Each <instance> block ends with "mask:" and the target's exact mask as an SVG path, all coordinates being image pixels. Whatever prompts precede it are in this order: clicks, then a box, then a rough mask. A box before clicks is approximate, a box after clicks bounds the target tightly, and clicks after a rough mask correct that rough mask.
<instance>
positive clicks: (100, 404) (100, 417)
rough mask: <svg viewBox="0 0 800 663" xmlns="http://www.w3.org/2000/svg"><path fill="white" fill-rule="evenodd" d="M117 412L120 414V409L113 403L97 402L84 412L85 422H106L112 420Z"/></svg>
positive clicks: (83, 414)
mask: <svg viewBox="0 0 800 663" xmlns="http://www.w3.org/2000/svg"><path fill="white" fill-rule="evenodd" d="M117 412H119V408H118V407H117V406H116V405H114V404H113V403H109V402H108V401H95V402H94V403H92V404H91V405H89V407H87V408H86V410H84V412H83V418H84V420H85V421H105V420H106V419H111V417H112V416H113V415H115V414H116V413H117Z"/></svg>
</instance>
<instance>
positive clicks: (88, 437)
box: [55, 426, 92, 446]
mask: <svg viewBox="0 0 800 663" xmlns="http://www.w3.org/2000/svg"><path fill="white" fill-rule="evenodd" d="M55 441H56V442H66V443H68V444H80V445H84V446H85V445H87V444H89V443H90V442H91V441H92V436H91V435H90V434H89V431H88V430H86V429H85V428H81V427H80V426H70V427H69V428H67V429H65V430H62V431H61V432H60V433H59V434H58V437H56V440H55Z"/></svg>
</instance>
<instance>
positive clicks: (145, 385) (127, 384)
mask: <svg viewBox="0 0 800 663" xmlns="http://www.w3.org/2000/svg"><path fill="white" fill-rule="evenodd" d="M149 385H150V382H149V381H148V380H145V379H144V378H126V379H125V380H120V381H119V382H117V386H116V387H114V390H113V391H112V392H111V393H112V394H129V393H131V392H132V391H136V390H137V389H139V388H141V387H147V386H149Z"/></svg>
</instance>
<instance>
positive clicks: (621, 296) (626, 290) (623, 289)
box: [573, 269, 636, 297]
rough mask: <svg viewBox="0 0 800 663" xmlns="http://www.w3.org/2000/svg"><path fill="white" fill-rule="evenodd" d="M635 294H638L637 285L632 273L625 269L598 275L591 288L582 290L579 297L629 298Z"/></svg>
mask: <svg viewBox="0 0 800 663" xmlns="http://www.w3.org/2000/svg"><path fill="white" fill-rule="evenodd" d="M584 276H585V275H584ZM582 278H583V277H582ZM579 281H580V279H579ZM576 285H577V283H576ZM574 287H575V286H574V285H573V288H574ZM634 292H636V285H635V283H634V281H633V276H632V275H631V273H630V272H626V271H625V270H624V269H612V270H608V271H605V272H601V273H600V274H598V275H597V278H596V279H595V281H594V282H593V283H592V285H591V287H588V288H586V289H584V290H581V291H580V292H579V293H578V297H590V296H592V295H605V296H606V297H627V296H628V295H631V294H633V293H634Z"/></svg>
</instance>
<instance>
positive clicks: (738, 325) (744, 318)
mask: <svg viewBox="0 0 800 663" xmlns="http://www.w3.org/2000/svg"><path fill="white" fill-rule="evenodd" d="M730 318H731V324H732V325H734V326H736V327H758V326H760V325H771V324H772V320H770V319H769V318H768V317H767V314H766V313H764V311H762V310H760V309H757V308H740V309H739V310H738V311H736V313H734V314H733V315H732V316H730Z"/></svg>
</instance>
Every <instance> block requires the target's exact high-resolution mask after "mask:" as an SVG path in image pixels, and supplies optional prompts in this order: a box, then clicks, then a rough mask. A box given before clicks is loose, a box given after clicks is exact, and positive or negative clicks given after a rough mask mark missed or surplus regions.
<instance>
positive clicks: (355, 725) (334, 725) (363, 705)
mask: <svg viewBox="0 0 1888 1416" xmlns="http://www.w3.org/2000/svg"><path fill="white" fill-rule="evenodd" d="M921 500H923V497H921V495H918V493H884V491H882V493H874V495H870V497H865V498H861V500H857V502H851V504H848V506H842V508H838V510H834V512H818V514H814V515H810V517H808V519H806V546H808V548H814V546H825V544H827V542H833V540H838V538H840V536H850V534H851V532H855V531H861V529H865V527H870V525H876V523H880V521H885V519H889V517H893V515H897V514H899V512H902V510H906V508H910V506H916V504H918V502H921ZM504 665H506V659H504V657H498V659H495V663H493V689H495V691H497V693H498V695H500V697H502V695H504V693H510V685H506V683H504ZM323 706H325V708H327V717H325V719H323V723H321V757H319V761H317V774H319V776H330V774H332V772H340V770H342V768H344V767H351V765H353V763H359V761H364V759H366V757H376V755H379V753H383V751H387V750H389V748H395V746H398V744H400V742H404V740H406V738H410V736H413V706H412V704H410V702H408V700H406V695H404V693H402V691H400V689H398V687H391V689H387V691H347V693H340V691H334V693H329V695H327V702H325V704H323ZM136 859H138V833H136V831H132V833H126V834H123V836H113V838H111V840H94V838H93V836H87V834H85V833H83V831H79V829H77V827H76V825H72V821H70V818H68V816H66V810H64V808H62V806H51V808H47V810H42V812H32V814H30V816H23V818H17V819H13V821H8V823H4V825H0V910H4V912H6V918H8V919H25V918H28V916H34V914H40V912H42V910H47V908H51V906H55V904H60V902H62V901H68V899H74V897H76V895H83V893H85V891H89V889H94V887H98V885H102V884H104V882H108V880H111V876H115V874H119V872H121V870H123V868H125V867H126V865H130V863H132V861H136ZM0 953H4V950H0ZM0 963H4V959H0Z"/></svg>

+---+

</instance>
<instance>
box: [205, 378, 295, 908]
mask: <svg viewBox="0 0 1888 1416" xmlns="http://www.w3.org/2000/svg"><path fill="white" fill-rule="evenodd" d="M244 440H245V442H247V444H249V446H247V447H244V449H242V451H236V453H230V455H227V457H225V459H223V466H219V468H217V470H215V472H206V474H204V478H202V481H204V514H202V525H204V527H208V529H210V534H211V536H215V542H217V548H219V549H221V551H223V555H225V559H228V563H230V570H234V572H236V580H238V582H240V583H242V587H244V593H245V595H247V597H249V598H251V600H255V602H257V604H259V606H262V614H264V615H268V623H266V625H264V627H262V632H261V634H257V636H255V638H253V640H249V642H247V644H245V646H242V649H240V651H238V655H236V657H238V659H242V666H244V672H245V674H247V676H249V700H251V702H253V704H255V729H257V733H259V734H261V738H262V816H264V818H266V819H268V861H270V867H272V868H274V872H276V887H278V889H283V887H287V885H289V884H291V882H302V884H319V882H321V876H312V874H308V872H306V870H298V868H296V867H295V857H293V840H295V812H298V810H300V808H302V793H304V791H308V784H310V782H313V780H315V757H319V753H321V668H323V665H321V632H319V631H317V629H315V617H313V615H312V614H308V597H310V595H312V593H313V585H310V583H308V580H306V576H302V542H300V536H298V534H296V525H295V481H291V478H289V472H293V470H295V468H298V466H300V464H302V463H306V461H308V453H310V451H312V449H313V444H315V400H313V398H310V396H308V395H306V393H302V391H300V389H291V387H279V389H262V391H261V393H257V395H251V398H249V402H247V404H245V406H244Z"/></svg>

+---+

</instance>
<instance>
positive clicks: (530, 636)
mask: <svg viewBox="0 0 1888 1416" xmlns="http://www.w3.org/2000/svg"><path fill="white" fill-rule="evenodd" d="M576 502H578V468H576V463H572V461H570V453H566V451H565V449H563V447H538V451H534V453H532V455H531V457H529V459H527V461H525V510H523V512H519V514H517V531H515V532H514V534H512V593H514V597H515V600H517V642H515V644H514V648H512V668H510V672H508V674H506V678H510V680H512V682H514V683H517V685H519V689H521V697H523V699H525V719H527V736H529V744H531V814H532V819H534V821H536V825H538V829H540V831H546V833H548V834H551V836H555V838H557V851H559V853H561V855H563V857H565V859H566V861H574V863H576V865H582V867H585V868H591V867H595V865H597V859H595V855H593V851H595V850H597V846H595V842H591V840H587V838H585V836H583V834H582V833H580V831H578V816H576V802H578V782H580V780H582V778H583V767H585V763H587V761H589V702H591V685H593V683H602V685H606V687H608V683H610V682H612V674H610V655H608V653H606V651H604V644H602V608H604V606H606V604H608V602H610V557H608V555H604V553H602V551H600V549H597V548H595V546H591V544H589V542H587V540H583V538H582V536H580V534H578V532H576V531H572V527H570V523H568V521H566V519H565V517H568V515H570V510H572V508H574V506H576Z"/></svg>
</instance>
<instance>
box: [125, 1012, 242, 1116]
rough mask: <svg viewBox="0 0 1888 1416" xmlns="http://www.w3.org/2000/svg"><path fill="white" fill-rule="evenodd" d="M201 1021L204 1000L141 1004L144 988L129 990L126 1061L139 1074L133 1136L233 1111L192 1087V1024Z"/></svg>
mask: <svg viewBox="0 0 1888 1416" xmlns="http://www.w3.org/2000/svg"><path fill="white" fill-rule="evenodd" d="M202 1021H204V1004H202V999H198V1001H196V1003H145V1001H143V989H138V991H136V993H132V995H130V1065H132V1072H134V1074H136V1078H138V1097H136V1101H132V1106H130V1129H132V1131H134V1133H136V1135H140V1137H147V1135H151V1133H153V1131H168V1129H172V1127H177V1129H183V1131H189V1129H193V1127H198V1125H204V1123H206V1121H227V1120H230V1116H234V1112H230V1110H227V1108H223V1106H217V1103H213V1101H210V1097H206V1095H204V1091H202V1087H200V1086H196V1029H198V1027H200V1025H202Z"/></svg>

+---+

◆ **What to do**:
Copy out the records word for word, beginning at the line containing "Each <instance> block" and continuing through the line containing "positive clicks: (83, 414)", with both of those lines included.

◆ **Solution to this problem**:
Each <instance> block ends with "mask:" and the target's exact mask as an SVG path, all coordinates being image pixels. Whatever prompts precede it are in this order: clicks, then a box, then a rough mask. A box before clicks is approximate, a box after clicks bounds the target tightly, and clicks after a rough mask correct that rough mask.
<instance>
positive clicks: (100, 404) (100, 417)
rough mask: <svg viewBox="0 0 800 663" xmlns="http://www.w3.org/2000/svg"><path fill="white" fill-rule="evenodd" d="M117 412L120 414V409L113 403L97 402L84 412L85 422H106L112 420Z"/></svg>
positive clicks: (83, 414)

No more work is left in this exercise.